* **EXERCISE PROMPT**: Copy everything from the line containing "of the black-framed" down to the line containing "[(903, 237)]", replacing "crab" with "lobster" and leaving all else unchanged.

Items from a pointing dataset:
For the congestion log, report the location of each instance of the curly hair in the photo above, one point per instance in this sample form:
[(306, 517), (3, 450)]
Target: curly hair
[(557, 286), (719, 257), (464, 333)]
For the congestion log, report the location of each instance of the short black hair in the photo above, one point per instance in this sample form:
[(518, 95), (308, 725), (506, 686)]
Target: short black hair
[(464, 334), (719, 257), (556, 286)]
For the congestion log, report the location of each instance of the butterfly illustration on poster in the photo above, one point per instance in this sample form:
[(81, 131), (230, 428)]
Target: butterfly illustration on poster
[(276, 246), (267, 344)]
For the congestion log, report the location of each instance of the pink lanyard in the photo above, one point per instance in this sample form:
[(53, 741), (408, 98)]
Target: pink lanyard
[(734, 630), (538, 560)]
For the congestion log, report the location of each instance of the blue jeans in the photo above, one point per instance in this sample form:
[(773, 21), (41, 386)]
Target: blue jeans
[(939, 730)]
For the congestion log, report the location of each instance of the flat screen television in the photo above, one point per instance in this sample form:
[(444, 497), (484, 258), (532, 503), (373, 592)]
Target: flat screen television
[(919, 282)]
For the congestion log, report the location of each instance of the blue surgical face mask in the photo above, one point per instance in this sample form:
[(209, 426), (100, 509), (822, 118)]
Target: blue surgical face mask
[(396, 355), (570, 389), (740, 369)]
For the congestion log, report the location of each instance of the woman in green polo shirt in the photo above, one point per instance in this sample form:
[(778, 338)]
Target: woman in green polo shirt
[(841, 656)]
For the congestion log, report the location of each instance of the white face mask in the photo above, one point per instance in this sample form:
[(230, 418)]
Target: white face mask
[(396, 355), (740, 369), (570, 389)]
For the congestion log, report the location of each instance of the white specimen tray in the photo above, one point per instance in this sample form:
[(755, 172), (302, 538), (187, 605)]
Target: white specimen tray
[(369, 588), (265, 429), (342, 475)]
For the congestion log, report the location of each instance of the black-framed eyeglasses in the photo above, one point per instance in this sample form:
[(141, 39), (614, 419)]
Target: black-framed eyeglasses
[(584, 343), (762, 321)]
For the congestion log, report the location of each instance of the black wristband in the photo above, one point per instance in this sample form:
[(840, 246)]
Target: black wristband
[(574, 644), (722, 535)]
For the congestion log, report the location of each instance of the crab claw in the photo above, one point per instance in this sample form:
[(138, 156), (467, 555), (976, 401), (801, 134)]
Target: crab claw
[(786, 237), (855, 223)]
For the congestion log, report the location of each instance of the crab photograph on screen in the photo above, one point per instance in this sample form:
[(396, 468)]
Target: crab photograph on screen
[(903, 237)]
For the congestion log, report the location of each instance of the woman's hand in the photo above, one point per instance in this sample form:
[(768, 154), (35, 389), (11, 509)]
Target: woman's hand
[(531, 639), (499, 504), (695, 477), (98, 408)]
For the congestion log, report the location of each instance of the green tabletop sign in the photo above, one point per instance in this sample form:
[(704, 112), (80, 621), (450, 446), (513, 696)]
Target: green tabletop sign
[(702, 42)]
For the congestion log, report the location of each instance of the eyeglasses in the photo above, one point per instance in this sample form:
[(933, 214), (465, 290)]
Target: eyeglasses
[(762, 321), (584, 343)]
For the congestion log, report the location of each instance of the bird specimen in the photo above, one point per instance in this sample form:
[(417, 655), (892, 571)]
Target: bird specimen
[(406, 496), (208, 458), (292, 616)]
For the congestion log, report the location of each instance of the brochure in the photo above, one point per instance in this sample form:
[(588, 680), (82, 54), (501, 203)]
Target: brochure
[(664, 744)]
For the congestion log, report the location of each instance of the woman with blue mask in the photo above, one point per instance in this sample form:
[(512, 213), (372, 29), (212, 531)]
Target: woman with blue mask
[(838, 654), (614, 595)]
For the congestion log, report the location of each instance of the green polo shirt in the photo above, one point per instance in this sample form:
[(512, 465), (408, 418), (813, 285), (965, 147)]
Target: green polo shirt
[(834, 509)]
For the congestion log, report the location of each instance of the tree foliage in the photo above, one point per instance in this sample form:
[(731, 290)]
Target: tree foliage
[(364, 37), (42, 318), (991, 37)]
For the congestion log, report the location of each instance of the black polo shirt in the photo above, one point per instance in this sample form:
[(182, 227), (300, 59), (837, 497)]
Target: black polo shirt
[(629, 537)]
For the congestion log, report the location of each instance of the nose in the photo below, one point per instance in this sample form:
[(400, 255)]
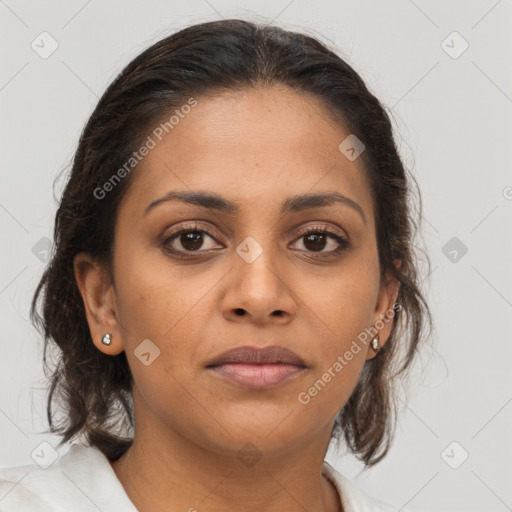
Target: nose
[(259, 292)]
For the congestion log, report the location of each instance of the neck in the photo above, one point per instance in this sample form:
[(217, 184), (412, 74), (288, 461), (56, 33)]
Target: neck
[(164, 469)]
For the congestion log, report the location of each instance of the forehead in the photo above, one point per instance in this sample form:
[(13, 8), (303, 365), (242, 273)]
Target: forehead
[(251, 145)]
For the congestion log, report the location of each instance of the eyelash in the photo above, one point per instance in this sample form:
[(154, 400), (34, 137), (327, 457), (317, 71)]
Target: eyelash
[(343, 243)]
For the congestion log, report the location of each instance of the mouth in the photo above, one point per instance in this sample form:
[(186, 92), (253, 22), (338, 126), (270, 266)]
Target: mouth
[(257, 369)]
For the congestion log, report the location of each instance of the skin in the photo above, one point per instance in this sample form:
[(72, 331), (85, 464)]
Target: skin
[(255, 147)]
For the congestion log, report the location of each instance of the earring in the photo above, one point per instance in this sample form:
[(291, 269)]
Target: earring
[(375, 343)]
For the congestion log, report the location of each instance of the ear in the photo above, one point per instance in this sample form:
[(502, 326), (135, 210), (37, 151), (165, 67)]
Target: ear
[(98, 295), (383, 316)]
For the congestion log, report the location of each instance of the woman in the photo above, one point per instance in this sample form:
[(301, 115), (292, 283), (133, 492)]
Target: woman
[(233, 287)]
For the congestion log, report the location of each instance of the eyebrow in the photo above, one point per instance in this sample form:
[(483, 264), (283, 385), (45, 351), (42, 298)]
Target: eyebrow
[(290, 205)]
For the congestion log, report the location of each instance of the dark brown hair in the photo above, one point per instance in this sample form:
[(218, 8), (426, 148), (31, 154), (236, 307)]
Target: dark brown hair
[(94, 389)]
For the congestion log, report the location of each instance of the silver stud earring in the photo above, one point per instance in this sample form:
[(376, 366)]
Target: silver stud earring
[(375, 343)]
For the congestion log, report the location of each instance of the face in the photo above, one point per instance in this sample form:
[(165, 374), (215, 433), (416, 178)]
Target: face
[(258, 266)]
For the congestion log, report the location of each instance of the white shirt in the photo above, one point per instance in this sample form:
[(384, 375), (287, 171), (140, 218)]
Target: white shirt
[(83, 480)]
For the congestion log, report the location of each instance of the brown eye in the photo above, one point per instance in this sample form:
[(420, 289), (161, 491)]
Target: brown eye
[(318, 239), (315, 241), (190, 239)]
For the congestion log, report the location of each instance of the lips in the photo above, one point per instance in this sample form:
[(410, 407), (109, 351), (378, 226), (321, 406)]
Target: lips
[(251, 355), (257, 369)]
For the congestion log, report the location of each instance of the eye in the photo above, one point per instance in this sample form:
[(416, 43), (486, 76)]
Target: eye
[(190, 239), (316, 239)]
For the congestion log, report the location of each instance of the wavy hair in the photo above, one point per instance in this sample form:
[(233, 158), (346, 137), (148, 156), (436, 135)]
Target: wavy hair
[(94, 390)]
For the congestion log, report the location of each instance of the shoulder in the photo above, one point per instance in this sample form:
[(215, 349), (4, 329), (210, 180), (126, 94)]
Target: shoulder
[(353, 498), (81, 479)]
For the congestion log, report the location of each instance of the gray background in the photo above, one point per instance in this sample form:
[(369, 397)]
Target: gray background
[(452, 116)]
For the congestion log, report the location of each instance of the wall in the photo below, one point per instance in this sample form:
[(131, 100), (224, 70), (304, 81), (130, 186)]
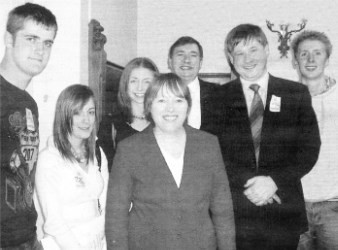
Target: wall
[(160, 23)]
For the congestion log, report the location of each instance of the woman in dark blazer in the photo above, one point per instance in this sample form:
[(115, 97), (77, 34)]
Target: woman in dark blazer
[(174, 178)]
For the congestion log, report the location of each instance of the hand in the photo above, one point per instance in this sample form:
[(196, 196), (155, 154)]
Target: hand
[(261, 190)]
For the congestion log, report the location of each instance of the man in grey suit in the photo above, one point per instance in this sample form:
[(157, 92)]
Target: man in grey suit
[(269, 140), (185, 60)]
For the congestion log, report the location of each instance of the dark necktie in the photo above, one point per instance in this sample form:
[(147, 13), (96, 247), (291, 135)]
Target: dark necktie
* * *
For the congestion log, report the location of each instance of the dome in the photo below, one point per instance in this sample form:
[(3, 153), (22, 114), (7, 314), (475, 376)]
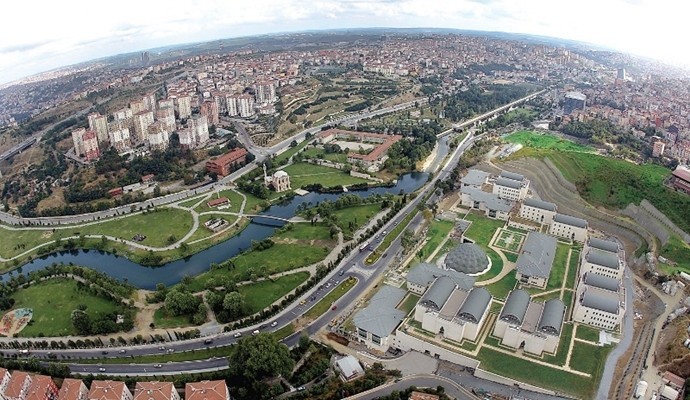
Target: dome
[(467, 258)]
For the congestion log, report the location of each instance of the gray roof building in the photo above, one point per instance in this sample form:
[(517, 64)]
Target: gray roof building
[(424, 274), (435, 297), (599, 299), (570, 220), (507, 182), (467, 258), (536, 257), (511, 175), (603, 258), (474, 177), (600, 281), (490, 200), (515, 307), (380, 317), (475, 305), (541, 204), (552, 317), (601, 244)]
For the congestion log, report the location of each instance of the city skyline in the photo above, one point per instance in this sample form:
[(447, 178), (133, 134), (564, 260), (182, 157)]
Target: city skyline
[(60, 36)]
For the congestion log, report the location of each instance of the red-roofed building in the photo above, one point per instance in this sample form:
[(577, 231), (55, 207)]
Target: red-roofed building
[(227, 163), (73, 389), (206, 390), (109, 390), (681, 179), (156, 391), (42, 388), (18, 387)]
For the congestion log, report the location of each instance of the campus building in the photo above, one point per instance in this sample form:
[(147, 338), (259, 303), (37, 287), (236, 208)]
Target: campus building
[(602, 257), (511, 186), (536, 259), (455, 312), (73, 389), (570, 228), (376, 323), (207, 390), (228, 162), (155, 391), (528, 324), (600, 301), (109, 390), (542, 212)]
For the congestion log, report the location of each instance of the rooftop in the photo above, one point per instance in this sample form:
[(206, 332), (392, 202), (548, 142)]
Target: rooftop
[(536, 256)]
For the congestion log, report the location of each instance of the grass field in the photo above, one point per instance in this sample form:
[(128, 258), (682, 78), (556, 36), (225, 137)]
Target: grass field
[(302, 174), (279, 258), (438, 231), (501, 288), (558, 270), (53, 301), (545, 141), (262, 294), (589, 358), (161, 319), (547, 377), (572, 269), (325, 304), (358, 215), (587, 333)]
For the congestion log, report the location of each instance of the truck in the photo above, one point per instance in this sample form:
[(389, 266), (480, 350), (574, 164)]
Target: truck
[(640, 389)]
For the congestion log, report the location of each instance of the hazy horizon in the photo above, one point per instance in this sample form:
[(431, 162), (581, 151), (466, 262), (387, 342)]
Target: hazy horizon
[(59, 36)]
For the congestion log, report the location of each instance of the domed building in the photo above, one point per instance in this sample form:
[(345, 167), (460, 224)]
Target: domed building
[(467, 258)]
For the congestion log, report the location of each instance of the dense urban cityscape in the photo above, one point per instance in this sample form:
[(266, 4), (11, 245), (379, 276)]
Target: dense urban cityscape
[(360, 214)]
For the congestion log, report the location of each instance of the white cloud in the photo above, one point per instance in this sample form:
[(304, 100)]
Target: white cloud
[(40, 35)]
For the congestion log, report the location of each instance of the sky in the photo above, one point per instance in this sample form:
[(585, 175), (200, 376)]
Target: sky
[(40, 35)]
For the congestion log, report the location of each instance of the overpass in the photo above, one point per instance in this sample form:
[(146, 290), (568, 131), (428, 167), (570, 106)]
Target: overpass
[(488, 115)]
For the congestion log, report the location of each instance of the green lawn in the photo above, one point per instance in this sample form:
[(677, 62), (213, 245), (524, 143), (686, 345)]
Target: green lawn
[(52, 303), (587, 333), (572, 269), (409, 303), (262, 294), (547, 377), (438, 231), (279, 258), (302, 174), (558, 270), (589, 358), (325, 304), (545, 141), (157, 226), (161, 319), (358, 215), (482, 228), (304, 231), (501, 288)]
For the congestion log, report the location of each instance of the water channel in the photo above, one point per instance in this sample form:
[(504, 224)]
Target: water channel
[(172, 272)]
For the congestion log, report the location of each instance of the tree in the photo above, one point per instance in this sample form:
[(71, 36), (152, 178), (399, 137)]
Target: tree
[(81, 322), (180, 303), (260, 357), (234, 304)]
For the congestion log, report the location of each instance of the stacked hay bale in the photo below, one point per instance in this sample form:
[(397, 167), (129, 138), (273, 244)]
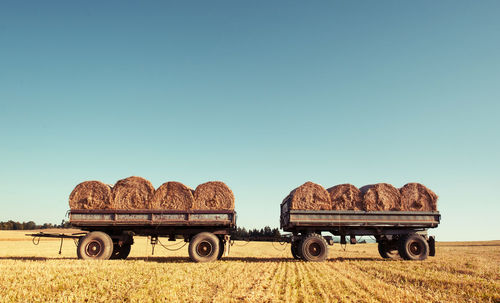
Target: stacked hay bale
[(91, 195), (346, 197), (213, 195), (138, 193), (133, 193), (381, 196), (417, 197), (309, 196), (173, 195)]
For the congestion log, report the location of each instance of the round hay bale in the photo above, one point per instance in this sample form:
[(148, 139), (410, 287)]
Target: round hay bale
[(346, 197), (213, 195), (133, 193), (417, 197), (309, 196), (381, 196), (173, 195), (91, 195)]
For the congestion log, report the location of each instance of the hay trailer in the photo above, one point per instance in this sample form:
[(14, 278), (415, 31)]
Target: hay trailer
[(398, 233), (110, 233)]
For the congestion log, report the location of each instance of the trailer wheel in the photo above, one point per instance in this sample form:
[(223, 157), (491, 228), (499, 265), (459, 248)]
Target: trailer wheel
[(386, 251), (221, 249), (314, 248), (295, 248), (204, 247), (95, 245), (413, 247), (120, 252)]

* **TASK RESULT**:
For the congestion log, report the location of each instance of the black-framed eyeglasses in the photo above, one point per instance in this sample form:
[(141, 39), (614, 419)]
Target: black-framed eyeglasses
[(584, 343), (762, 321)]
For the congestion log, report the location of each instance of the black wristband in the photo above, one point per instance in this sample form:
[(840, 246)]
Target: black wristband
[(574, 644), (722, 535)]
For the congestion log, report the location of each instance of the lobster claw in the photo above, one point per instance in this sample form:
[(138, 156), (467, 555), (976, 401), (801, 134)]
Target: lobster claw
[(786, 237), (855, 223)]
For the congestion log, report the location of each instance of the lobster photograph on screen in the photo above, one point per instance in this sample form:
[(396, 468)]
Target: lobster photograph on screen
[(903, 237)]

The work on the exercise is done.